### Exercise instructions
Of the entries below, return only those lines from the line with "Query: ceiling air vent" to the line with "Query: carpet floor", exactly, both included.
##########
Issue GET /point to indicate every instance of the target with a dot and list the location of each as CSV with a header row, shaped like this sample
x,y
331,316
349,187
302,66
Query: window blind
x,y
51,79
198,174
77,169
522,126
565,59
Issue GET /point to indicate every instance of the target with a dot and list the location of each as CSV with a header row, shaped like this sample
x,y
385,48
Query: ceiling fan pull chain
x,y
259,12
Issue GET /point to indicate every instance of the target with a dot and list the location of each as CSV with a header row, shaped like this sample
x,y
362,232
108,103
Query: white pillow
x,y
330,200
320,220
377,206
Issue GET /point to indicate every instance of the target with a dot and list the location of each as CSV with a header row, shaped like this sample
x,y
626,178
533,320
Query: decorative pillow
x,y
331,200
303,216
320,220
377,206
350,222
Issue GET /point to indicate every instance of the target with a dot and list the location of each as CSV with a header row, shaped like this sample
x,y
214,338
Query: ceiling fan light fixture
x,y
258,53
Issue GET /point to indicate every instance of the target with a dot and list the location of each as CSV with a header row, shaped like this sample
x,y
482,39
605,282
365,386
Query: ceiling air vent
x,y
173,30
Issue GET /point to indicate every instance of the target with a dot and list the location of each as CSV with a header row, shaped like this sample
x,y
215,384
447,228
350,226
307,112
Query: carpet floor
##########
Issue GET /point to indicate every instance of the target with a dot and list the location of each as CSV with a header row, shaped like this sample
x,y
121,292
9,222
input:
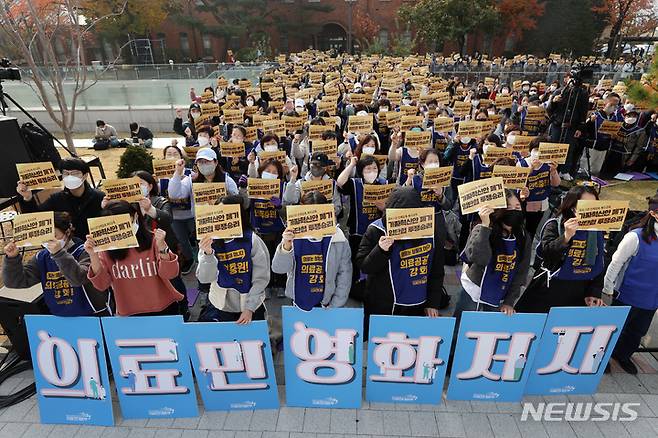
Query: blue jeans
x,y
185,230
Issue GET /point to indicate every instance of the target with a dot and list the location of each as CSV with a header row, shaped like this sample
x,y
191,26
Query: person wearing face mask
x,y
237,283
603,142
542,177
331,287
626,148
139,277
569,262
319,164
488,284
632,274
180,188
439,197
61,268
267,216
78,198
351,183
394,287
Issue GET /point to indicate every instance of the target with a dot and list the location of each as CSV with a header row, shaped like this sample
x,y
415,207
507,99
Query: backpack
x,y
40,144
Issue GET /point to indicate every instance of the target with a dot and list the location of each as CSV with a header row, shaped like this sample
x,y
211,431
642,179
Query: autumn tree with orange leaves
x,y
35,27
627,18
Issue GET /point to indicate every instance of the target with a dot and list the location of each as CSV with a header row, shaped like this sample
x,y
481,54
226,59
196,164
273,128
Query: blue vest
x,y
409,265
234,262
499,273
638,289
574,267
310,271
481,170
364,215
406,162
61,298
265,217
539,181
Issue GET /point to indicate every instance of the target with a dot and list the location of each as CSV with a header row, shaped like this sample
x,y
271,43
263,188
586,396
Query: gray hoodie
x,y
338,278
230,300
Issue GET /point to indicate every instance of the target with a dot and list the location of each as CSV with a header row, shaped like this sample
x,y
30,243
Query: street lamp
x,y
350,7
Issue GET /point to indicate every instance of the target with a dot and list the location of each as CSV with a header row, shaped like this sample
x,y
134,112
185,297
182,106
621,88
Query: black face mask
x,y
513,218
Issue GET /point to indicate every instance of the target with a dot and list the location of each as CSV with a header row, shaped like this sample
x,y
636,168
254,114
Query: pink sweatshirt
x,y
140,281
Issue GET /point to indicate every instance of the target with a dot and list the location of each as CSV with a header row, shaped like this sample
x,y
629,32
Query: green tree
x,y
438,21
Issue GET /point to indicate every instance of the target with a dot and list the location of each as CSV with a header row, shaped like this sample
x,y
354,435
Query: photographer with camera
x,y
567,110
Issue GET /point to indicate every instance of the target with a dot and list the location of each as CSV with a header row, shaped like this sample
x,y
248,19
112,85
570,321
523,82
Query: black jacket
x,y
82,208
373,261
##########
### Output for this exercise
Query: ceiling air vent
x,y
173,30
Issue GET /point to indicate every instance of the target with a dot and list the location of each as CSV with a header row, shaped like this sample
x,y
215,384
447,228
350,226
307,112
Query: carpet floor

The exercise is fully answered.